**Problem requirements:**
State, as a number alone, how many lines of the entries contain the word "dark".

**Data section:**
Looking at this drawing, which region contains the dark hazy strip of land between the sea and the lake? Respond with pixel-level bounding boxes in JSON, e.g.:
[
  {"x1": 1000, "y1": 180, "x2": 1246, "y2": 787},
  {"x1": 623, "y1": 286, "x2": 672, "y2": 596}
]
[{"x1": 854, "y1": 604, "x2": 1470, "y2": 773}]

==

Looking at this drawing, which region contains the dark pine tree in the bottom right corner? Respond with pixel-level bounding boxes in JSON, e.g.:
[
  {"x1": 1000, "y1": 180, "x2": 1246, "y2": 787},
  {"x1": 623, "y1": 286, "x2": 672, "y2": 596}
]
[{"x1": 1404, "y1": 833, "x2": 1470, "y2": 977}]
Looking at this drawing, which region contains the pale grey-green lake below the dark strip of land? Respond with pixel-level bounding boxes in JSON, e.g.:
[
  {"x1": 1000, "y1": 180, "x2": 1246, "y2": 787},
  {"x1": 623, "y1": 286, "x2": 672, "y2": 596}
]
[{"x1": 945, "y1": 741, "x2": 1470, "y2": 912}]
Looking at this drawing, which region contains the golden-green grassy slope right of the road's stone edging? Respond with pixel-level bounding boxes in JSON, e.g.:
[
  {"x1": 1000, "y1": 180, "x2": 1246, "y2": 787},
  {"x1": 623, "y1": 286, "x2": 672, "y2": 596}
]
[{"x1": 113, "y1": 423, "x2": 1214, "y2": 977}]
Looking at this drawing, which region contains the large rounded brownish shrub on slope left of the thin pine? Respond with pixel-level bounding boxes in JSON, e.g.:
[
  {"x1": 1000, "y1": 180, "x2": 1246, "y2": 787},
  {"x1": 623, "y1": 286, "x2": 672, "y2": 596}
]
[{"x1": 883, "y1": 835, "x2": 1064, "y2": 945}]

...

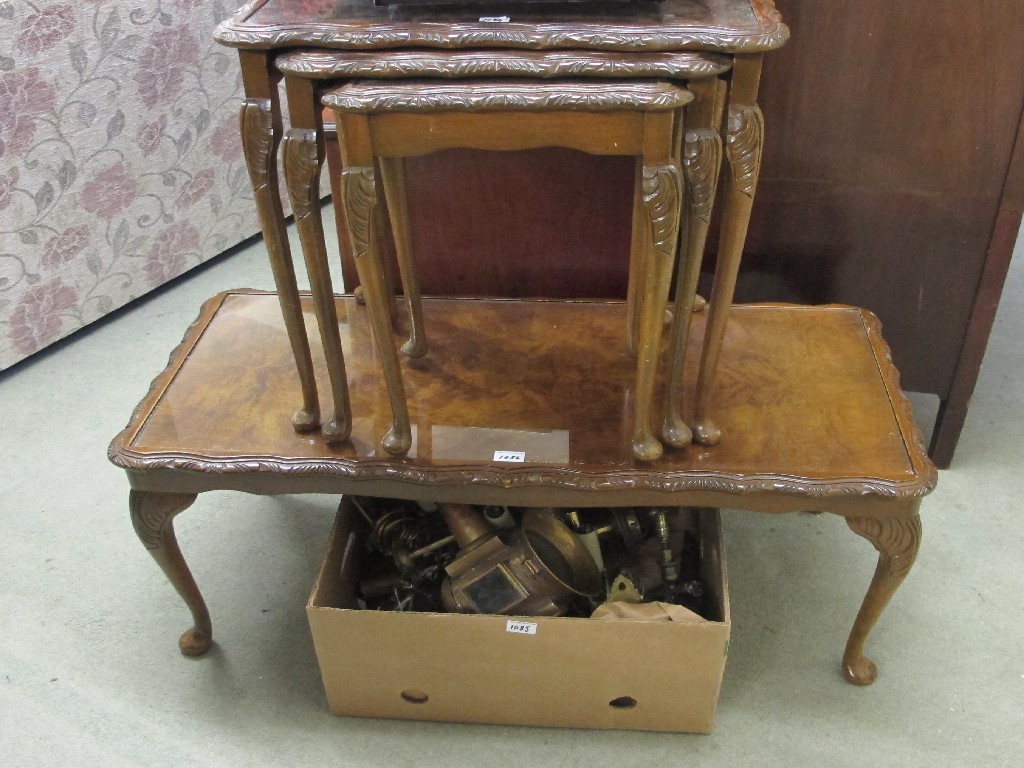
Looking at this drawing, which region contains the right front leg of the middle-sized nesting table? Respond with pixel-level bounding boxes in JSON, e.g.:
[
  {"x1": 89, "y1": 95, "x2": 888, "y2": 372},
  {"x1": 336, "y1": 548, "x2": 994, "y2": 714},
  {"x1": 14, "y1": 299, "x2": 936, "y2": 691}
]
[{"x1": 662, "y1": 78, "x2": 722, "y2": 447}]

**Your response:**
3